Swiss prosecutors demand 14-year prison sentence for female 'IS' knife attacker • The Syrian Observatory For Human Rights
The Syrian Observatory For Human Rights

Swiss prosecutors demand 14-year prison sentence for female ‘IS’ knife attacker

Swiss prosecutors have requested a lengthy prison term for a female knife attacker who claimed she stabbed people in the name of the Islamic State group.

Swiss prosecutors on Thursday requested a lengthy prison term for a woman who slashed two shoppers at an upscale store in the name of the Islamic State group.

Lead prosecutor Elisabetta Tizzoni called for the woman, who cannot be named for legal reasons, to be sentenced to 14 years behind bars for “terrorism”.

But she asked that the sentence be suspended and that the attacker be committed to a closed treatment facility for as long as she is deemed a threat.

The 29-year-old woman’s mental state is at the heart of the trial at Switzerland’s Federal Criminal Court in Bellinzona, in the Italian-speaking Ticino region where the incident played out.

- **Supplied entries**
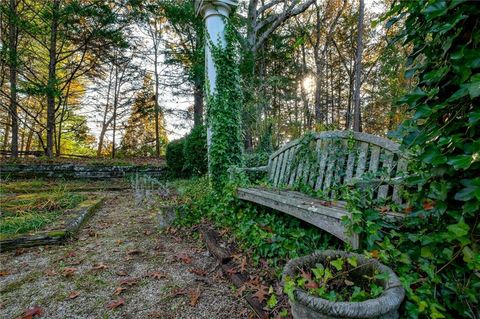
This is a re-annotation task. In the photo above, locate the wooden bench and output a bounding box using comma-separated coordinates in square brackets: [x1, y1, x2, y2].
[236, 131, 407, 249]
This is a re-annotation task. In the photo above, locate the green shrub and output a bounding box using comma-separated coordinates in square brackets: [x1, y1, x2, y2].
[173, 178, 342, 274]
[183, 125, 208, 176]
[165, 138, 186, 177]
[352, 0, 480, 319]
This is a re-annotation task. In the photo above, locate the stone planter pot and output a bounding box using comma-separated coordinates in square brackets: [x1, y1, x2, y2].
[283, 250, 405, 319]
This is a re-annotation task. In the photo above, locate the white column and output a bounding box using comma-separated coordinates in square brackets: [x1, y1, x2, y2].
[195, 0, 238, 149]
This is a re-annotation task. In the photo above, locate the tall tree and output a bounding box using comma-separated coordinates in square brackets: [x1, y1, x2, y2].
[353, 0, 365, 132]
[8, 0, 18, 157]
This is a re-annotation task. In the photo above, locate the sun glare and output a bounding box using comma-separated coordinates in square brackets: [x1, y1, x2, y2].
[302, 75, 315, 92]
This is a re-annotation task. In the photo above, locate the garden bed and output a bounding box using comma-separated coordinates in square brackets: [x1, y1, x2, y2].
[0, 178, 131, 194]
[0, 192, 103, 252]
[0, 163, 165, 179]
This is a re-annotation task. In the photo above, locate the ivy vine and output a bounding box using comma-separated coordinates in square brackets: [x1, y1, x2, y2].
[205, 19, 243, 190]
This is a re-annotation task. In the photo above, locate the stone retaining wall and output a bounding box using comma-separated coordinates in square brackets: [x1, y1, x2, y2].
[0, 164, 165, 179]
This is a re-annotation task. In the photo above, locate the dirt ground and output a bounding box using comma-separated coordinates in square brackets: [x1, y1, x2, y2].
[0, 192, 251, 319]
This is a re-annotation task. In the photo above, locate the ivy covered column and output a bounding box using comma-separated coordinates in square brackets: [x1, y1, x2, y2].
[195, 0, 242, 189]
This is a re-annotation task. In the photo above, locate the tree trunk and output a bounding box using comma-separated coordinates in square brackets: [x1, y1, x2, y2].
[8, 0, 18, 157]
[25, 123, 35, 152]
[46, 0, 60, 157]
[112, 60, 120, 158]
[97, 70, 112, 157]
[152, 20, 160, 157]
[353, 0, 365, 132]
[3, 114, 12, 150]
[193, 81, 203, 126]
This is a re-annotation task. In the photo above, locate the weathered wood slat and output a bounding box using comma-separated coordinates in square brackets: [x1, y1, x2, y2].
[288, 146, 298, 186]
[294, 158, 305, 188]
[344, 145, 357, 183]
[237, 188, 358, 249]
[232, 132, 407, 251]
[322, 143, 338, 196]
[271, 131, 400, 158]
[355, 143, 368, 178]
[273, 153, 285, 186]
[315, 141, 329, 191]
[368, 145, 380, 173]
[268, 157, 278, 182]
[392, 158, 408, 204]
[378, 151, 394, 199]
[278, 149, 291, 185]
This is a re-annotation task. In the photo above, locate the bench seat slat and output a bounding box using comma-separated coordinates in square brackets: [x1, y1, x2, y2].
[237, 188, 358, 249]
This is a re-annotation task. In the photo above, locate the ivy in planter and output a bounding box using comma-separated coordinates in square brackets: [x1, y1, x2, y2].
[205, 19, 243, 190]
[340, 0, 480, 318]
[284, 257, 388, 302]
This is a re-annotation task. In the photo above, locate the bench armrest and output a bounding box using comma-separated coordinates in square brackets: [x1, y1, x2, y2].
[228, 165, 268, 179]
[348, 174, 417, 186]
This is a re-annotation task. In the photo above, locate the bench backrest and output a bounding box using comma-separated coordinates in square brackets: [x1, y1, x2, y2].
[268, 131, 407, 203]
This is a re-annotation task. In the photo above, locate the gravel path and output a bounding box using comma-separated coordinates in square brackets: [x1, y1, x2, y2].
[0, 192, 251, 319]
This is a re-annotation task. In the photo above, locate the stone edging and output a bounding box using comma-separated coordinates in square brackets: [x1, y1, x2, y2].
[0, 164, 165, 179]
[0, 197, 105, 252]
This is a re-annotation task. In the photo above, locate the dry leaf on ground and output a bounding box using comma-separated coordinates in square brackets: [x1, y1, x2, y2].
[68, 291, 80, 299]
[107, 298, 125, 310]
[189, 287, 202, 307]
[17, 306, 43, 319]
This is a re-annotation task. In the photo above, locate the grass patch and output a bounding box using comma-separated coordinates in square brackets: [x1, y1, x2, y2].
[0, 179, 129, 195]
[0, 188, 87, 236]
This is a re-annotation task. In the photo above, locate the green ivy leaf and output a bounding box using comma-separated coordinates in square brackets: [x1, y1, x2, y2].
[283, 276, 295, 301]
[447, 218, 470, 237]
[330, 258, 344, 271]
[422, 0, 448, 21]
[267, 294, 278, 309]
[448, 155, 473, 169]
[347, 257, 358, 267]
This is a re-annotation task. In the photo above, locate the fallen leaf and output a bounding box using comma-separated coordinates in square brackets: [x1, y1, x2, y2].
[148, 271, 167, 279]
[113, 287, 127, 296]
[240, 256, 247, 272]
[300, 269, 312, 280]
[63, 267, 77, 277]
[92, 263, 108, 270]
[120, 278, 138, 286]
[226, 268, 238, 276]
[154, 244, 165, 250]
[172, 288, 187, 297]
[107, 298, 125, 310]
[115, 270, 128, 277]
[423, 200, 435, 210]
[189, 268, 207, 277]
[235, 285, 247, 298]
[17, 306, 43, 319]
[127, 249, 143, 256]
[253, 285, 268, 303]
[305, 280, 318, 289]
[148, 311, 165, 318]
[177, 253, 192, 264]
[260, 226, 273, 233]
[45, 269, 58, 276]
[68, 291, 80, 299]
[189, 287, 201, 307]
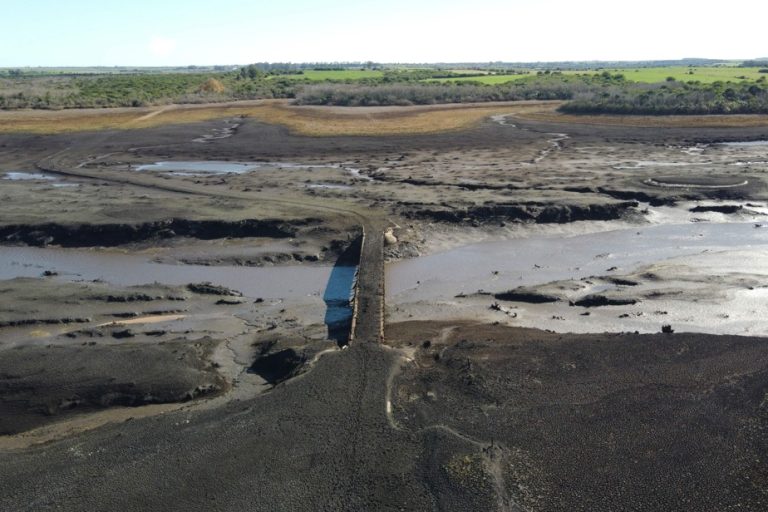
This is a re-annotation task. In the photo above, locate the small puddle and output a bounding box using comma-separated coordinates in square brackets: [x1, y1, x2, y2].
[719, 140, 768, 147]
[3, 172, 56, 181]
[307, 183, 352, 190]
[137, 160, 371, 183]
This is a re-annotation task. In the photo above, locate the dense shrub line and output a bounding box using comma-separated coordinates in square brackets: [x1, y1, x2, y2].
[560, 79, 768, 115]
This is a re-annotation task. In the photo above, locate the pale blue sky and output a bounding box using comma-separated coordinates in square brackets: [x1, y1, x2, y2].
[0, 0, 768, 67]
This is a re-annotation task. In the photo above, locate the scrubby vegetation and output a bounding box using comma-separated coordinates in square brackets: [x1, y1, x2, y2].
[0, 62, 768, 115]
[560, 80, 768, 115]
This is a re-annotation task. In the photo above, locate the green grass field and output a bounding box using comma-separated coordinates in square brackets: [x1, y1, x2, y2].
[273, 69, 384, 82]
[609, 66, 768, 83]
[425, 66, 768, 85]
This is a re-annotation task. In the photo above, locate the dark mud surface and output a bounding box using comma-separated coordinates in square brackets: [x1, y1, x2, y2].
[0, 336, 227, 435]
[393, 323, 768, 511]
[0, 323, 768, 511]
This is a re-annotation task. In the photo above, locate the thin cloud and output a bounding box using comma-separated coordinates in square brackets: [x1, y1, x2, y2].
[149, 36, 177, 57]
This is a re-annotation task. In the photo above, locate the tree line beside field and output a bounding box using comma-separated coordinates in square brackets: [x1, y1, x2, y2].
[0, 65, 768, 115]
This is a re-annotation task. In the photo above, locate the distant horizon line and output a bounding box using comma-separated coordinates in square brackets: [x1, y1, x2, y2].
[0, 57, 768, 69]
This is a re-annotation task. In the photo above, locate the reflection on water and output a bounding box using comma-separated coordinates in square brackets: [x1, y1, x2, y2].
[323, 265, 357, 345]
[323, 237, 362, 346]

- **Exercise tasks**
- A) According to the news report, how many years in prison did the lead prosecutor request for the attacker?
- B) Copy the news report word for word, from "But she asked" to "incident played out.".
The listing is separate material and is not related to the news report.

- **Solutions**
- A) Fourteen years.

- B)
But she asked that the sentence be suspended and that the attacker be committed to a closed treatment facility for as long as she is deemed a threat.

The 29-year-old woman’s mental state is at the heart of the trial at Switzerland’s Federal Criminal Court in Bellinzona, in the Italian-speaking Ticino region where the incident played out.